-- Excerpted records follows --
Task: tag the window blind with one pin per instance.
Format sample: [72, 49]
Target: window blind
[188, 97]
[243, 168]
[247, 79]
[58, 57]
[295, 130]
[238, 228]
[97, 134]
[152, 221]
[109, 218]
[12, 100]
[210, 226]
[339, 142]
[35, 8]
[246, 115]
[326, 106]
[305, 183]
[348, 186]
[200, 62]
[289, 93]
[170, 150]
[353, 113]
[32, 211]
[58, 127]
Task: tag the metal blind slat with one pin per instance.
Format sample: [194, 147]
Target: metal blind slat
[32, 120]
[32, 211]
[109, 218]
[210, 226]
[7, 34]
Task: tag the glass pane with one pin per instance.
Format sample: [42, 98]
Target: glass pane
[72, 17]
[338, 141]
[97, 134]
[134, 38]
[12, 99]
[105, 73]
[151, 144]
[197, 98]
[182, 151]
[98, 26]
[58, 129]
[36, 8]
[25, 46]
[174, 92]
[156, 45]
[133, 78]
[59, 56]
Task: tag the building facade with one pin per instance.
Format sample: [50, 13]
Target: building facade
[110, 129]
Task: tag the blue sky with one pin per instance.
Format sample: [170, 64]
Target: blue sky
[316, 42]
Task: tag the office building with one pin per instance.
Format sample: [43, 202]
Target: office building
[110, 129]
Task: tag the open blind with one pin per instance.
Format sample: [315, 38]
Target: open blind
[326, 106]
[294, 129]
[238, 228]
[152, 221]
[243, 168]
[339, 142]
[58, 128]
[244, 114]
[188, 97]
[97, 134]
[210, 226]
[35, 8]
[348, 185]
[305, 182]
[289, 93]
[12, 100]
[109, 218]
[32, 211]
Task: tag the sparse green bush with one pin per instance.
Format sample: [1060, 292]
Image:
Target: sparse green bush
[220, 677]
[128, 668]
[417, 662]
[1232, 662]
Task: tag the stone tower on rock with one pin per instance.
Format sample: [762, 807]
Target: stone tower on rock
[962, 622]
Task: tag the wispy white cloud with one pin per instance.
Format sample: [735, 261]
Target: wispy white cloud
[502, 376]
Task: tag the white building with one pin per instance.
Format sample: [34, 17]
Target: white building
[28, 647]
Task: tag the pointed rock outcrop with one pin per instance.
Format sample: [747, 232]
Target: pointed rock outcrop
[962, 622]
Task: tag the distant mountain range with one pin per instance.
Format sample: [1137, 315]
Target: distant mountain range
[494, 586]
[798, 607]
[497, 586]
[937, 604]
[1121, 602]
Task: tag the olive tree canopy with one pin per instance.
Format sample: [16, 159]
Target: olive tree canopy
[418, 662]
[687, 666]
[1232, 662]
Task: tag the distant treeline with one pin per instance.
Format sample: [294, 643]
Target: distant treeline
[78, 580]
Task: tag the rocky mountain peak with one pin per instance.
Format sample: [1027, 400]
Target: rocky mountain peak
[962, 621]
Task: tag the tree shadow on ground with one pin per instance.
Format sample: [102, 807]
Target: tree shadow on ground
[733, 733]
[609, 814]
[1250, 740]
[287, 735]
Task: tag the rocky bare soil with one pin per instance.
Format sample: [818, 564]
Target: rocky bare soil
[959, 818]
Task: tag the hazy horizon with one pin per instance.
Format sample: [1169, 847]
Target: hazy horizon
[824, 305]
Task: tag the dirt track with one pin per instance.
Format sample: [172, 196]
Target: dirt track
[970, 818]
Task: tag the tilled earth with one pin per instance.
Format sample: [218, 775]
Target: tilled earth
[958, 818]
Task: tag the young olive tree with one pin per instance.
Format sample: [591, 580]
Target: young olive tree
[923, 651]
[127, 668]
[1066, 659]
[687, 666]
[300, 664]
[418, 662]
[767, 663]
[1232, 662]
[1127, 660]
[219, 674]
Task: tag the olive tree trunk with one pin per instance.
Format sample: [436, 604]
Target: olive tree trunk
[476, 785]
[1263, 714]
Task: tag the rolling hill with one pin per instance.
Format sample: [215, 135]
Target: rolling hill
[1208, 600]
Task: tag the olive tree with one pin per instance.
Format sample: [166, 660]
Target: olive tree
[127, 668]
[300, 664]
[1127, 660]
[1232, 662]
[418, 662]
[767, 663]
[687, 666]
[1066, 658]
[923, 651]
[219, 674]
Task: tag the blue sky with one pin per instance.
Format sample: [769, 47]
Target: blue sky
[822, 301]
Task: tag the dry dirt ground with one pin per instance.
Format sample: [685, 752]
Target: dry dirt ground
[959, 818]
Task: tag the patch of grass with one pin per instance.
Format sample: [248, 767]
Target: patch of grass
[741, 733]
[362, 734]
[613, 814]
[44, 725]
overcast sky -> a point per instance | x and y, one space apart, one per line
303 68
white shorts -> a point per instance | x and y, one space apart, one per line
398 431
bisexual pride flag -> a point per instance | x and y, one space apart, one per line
-- Excerpted records concluded --
→ Description of the task: Reproduce exactly the entries above, limited to the lines from the one with "Format sample: [591, 580]" through the one with "Format sample: [248, 767]", both included.

→ Result below:
Format sample: [591, 580]
Target: young olive tree
[923, 651]
[127, 668]
[1066, 659]
[687, 666]
[300, 664]
[418, 662]
[767, 663]
[1232, 662]
[1127, 660]
[219, 674]
Task: tag the olive tree trunk with one pin per instance.
Format sample: [436, 604]
Target: olive tree trunk
[476, 785]
[1263, 714]
Task: tag the rolling hill with one pin per instance.
Format sample: [215, 135]
Target: rolling hill
[1208, 600]
Task: tag the olive tree with one pin per instance.
Format sample: [166, 660]
Target: olive tree
[127, 668]
[300, 664]
[1127, 660]
[1232, 662]
[418, 662]
[767, 663]
[687, 666]
[1066, 658]
[923, 651]
[219, 674]
Task: tag the blue sky with one pin per instance.
Format sample: [769, 47]
Target: blue sky
[822, 301]
Task: tag the dry dirt ground with one pin per instance.
Format sample: [685, 752]
Target: dry dirt ground
[959, 818]
Task: tag the patch of grass with one pin per instance.
Format sample: [248, 767]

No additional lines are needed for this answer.